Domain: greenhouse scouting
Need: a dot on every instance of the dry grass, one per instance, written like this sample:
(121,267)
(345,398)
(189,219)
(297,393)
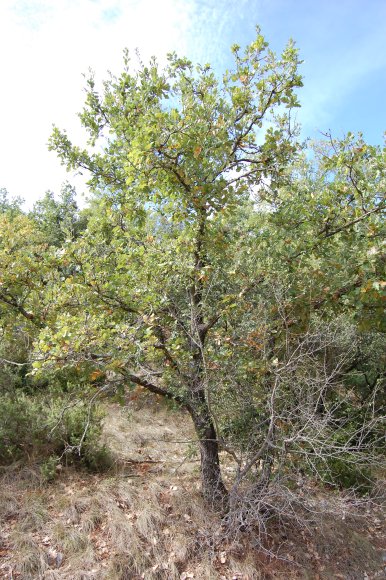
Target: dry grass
(147,520)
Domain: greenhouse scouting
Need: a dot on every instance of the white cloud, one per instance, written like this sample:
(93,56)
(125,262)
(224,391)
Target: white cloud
(46,46)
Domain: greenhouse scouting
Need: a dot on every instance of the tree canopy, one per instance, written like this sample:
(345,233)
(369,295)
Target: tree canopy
(223,265)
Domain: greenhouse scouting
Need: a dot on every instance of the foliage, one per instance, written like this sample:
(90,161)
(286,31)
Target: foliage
(59,219)
(217,254)
(216,248)
(48,427)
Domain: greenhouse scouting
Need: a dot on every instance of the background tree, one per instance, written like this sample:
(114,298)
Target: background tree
(205,261)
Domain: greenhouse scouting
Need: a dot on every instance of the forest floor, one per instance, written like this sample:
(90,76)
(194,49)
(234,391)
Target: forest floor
(146,519)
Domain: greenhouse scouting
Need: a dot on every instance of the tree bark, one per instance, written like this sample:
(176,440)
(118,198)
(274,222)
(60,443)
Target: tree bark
(213,488)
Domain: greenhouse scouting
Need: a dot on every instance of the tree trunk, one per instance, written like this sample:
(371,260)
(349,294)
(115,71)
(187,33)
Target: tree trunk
(213,488)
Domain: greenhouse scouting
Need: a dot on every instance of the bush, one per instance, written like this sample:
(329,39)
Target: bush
(45,428)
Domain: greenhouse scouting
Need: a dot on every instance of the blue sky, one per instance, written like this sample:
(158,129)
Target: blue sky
(46,45)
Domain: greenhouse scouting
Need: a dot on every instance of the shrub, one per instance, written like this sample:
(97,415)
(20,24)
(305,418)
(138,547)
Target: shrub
(43,427)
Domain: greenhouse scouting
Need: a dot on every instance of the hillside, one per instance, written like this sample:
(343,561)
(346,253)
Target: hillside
(146,519)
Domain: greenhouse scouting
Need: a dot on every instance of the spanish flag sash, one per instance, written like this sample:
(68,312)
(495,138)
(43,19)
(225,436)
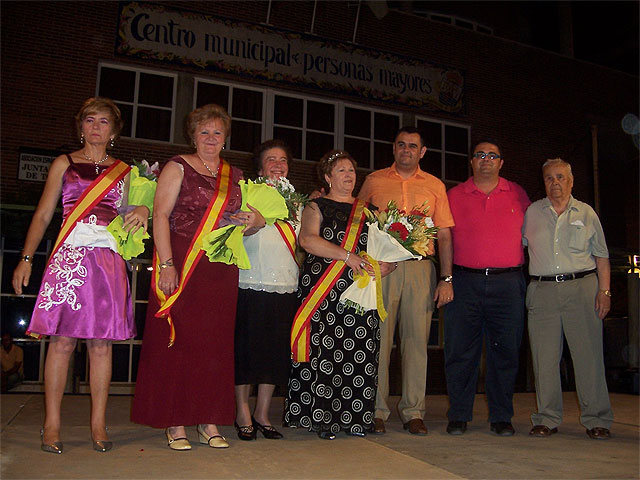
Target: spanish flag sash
(90,198)
(288,234)
(95,192)
(301,329)
(209,222)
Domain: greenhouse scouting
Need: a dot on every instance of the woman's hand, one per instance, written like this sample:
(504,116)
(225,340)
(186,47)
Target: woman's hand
(168,281)
(136,219)
(21,276)
(253,220)
(357,263)
(387,267)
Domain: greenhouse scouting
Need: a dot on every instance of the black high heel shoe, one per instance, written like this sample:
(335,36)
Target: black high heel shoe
(268,431)
(55,447)
(245,432)
(327,435)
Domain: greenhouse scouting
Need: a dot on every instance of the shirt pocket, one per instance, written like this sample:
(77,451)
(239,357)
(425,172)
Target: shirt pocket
(578,238)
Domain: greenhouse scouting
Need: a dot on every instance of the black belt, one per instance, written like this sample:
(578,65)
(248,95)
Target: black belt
(488,271)
(563,277)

== == ==

EXERCISE DESCRIPTION: Type the listing above out again exactly, and omit all pictures.

ANSWER TO THIS EXERCISE:
Domain: greenhouse scouting
Need: a dot on every instance of the dry grass, one per instance, written like this sample:
(121,267)
(345,398)
(189,219)
(297,393)
Target: dry grass
(147,520)
Domain: greenhouse scouting
Need: a dot on every instance of the white cloud, one per instance, written like this sample:
(93,56)
(125,262)
(224,391)
Target: white cloud
(46,46)
Domain: greenhouse scouting
Need: a dot on every instance of the tree canopy, one per instance, written like this sample:
(345,233)
(369,295)
Target: tree canopy
(223,265)
Domain: greenhouse scouting
Need: a dot on every instance of the foliage, one per instance, written like this sample:
(90,161)
(286,31)
Target: foliage
(59,219)
(217,254)
(216,248)
(48,427)
Domain: greenhouse scouting
Need: a dot on every instance of the background tree, one per instance, written like this sample:
(114,298)
Target: background tree
(205,261)
Domain: greenhouse scouting
Need: a dot on every instance of the forest floor, one per instance, written like this sample:
(90,76)
(194,49)
(234,391)
Target: forest floor
(146,519)
Domain: greenhouse scouting
Need: a dot on every instance of the tree bark, one per instance, written like this sample:
(176,440)
(118,198)
(274,222)
(60,443)
Target: tree bark
(213,488)
Domain: greenhouse scouting
Need: a dot on every instance of the tree trunk, one per instance, written like this sample:
(371,260)
(349,294)
(115,71)
(187,33)
Target: tree trunk
(213,488)
Domain: greenhouse scouting
Need: a dot on every instance of the bush, one per instance, written like this sample:
(329,39)
Target: bush
(45,428)
Domain: greenhouse scouting
Need: a dot on every instance of the blue sky, one per instance, written like this sample:
(158,129)
Target: blue sky
(46,45)
Domain: greenhouse scouting
Need: a dot on every instance of the shrub, one per instance, written like this sample:
(97,415)
(20,24)
(305,418)
(138,547)
Target: shrub
(43,427)
Domain: greenhouse scouting
Need: a dot on every instance of the hillside, one per instance, written like this sample:
(343,561)
(346,253)
Target: hillside
(146,519)
Domain: greenhouse scouting
Need: a dot on every instance of the spanish flag sash, one per instance, written like this sample:
(68,312)
(495,138)
(43,19)
(225,436)
Target: spanish flag sash
(90,198)
(288,234)
(95,192)
(301,329)
(209,222)
Domain: greenhouse scouting
Need: a dot on every instance of the woman's hand, one per instance, written like this sample:
(504,116)
(225,340)
(186,47)
Target: woman's hand
(168,281)
(136,219)
(21,276)
(253,220)
(357,263)
(387,267)
Domain: greenhouse scouting
Need: a dot on every instance of the black high heel shoe, one per instance, written like this sample:
(335,36)
Target: black high heel shoe
(268,431)
(55,447)
(245,432)
(327,435)
Domain: greenhouse scouting
Need: a dot on every instance of the shirt pocket, one per instance, written like this sample:
(77,451)
(239,357)
(425,172)
Target: shirt pocket
(578,238)
Domain: greenhouse scouting
Need: a dot on every instance of the black belt, one per instance, written like this sample:
(578,65)
(248,95)
Target: black belt
(488,271)
(563,277)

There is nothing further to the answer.